• Extracted information
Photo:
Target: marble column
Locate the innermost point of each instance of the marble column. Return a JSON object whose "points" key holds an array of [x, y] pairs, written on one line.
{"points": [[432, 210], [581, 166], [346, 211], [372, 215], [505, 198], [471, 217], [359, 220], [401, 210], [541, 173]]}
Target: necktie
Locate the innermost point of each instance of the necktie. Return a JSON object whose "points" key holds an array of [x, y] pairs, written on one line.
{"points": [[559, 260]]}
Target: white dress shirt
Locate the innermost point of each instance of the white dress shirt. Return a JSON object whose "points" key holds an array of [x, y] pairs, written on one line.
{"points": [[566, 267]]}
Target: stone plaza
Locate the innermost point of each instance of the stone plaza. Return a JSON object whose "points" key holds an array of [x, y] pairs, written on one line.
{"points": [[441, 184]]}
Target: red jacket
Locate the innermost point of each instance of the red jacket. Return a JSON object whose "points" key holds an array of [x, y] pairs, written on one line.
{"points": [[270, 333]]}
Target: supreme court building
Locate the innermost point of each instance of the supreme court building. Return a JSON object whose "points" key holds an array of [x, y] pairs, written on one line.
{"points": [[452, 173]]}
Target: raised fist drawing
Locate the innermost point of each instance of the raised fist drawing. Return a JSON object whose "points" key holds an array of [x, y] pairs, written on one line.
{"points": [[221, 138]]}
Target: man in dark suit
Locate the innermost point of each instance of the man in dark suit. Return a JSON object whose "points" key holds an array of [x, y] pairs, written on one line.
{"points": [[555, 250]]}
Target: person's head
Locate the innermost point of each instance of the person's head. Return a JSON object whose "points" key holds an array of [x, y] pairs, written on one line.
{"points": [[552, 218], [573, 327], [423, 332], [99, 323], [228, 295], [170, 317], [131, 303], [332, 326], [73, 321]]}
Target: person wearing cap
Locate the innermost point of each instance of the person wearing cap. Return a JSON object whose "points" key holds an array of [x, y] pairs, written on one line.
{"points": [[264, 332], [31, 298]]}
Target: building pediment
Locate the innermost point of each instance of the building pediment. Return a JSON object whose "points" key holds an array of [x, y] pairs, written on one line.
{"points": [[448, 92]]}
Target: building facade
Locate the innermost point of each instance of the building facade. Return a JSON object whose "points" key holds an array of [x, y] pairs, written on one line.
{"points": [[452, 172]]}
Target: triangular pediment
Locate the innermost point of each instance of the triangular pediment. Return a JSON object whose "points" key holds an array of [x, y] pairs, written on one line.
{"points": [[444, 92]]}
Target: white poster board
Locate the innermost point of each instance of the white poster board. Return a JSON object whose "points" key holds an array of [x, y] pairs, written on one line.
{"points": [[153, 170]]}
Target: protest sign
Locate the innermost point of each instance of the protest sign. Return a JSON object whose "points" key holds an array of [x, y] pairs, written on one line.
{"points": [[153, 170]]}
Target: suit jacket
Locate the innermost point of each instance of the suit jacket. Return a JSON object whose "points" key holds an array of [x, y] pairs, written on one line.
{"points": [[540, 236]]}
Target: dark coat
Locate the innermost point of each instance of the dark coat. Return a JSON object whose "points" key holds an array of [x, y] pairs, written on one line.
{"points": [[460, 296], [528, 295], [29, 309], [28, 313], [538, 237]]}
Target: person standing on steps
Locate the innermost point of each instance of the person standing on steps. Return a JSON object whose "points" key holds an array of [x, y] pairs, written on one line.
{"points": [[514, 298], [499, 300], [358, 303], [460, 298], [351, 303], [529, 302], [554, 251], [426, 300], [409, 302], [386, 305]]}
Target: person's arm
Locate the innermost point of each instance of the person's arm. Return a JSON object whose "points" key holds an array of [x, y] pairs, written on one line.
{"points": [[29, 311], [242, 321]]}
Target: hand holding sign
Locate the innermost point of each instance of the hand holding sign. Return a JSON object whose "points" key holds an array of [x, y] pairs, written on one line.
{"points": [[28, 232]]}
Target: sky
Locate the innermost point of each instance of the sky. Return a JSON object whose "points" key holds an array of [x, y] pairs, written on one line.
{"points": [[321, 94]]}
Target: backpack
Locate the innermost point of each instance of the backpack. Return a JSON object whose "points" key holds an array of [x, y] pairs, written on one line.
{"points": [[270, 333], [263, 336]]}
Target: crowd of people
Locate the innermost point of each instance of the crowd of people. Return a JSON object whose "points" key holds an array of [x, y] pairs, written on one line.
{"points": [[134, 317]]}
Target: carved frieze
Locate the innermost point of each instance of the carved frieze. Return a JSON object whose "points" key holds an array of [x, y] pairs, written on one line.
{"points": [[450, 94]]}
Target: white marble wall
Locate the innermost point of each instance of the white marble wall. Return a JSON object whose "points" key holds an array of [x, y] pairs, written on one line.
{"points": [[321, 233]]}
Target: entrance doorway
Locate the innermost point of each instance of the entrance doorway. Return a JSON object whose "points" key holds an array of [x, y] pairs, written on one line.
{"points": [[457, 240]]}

• About this exercise
From the start of the data to the line that holds "Target: person's head", retype each line exactly, with both ends included.

• Response to the exercise
Photo:
Target: marble column
Locate the innermost point of each instance of the marble column. Return a JSON object whose "points" key holds an array of [x, y] pairs, written on one line.
{"points": [[432, 210], [581, 166], [346, 211], [372, 215], [505, 198], [471, 217], [359, 220], [401, 210], [541, 173]]}
Target: necktie
Locate the innermost point of each instance of the necktie. Return a JSON object whose "points" key holds an array of [x, y] pairs, written on one line.
{"points": [[559, 260]]}
Target: white dress shirt
Locate the innermost point of each instance of the white dress shirt. Return a JSON object whose "points" key holds an array of [x, y] pairs, written on one line.
{"points": [[566, 267]]}
Target: stone plaza
Locate the innermost point of each instance of the stone plaza. Return a JSON object whose "points" key holds an array of [x, y] pairs, written on one line.
{"points": [[441, 184]]}
Target: red jacket
Locate the innermost point of each instance of the red jacket. Return a JSON object whose "points" key holds an array of [x, y] pairs, written on one line.
{"points": [[270, 333]]}
Target: supreme court building
Locate the innermost point of each instance of the supreme court building. Return a JSON object whose "points" key holds an array of [x, y] pairs, written on one line.
{"points": [[452, 173]]}
Target: raised fist drawing
Locate the innermost point of each instance of the raised fist drawing. Return a JSON object whose "points" key holds an array of [x, y] pairs, written on one line.
{"points": [[221, 138]]}
Target: man in dark suit
Locate the innermost point of each instance of the man in dark suit. Return a JSON object whose "points" key holds an array of [x, y] pairs, written on one line.
{"points": [[555, 250]]}
Target: person's head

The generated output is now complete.